TASK PROMPT — Copy out the entries that come next, exactly.

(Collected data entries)
-.-.-

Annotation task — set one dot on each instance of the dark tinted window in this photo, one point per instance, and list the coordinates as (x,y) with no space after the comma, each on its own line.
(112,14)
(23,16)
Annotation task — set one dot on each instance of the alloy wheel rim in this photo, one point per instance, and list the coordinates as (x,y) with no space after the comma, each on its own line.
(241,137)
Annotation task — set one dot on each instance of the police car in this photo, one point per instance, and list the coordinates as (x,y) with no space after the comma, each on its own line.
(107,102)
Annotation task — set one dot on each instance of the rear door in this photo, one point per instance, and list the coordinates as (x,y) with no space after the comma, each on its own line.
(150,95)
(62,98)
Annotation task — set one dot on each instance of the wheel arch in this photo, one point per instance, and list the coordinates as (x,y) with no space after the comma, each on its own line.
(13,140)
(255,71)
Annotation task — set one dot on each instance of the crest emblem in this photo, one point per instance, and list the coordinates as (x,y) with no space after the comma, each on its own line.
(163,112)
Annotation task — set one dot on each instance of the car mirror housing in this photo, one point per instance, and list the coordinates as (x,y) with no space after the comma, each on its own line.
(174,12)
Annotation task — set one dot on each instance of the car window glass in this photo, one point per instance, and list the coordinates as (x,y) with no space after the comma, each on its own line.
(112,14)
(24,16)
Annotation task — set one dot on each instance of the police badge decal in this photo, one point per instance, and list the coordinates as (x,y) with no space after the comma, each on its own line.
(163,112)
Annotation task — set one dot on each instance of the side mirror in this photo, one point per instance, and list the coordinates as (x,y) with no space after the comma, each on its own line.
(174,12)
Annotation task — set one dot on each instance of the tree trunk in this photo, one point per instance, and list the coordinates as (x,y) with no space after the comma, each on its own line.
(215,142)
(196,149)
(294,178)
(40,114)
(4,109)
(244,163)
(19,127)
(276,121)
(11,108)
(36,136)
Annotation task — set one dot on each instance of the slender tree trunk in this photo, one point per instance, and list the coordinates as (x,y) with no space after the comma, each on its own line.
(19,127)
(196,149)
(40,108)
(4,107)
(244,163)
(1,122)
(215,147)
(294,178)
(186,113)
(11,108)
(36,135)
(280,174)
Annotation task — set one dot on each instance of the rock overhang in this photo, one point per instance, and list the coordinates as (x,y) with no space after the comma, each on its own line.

-.-.-

WRITTEN SOLUTION —
Annotation task — set one dot on each instance of the dark tinted window in this photo, one point per instance, and list the coordinates as (x,y) with no space after the comma, each on its own line.
(112,14)
(23,16)
Annotation task — set one dot on each instance of the alloy wheel rim in this photo, one point per instance, and list the coordinates as (x,y) with no space after the comma, each on its own line.
(241,137)
Annotation task — set one dot on each instance of the police car in this photo, one point per instance, and list the coordinates as (x,y) with no space after the comma, each on its own line.
(107,102)
Annotation task — set one dot on each instance of the rear door in this photo, one point per instance, and list the coordinates as (x,y) with no space after the comma, each on its own line.
(150,95)
(62,98)
Annotation task — set one dot on each instance of the wheel arch in this photo, one point per instance, and list the coordinates as (x,y) with no space after the comma, each on its own line.
(13,140)
(255,71)
Annotation task — set one dot on each instance of the crest emblem in this photo, one point per instance, and list the coordinates as (x,y) with no space after the comma, each on its own line.
(163,112)
Annotation task — set one dot on each instance of the car mirror housing in this photo, one point per instance, and list the coordinates as (x,y) with no space after the comma, each on its own line.
(174,12)
Annotation task — set one dot on each instance of the car window glass in this photo, one point per instance, and list the coordinates as (x,y) with no space after the comma, each on its own line.
(112,14)
(24,16)
Annotation task — set one dot on each instance of the police badge decal in this photo, one point per instance, and list the coordinates as (x,y) with no space after the comma, each on its own line.
(163,112)
Annotation task — set one dot on each instance of the side mirror in this photo, one point per instance, and list the coordinates as (x,y) with no space after the comma, each on its own line.
(174,12)
Annotation task — set one dot on each instance of the tree trunk in this photo, one point per instance, and list the coordinates as (x,y) with no space after the comma, each on its own line.
(215,142)
(196,149)
(294,178)
(40,114)
(4,109)
(244,163)
(19,127)
(276,121)
(11,108)
(36,136)
Annotation task — set one dot on each instance of the slender tree trunk in this photo, one point per instance, and list the coordinates as (x,y) with no space after the comma, each on its own line.
(19,127)
(196,149)
(40,108)
(4,107)
(244,163)
(1,122)
(215,147)
(294,178)
(186,113)
(11,108)
(36,135)
(280,174)
Annotation task — set one dot on each instance of the rock overhang in this photo, one point per instance, and list the coordinates as (x,y) with no space after the comma, each on its own line.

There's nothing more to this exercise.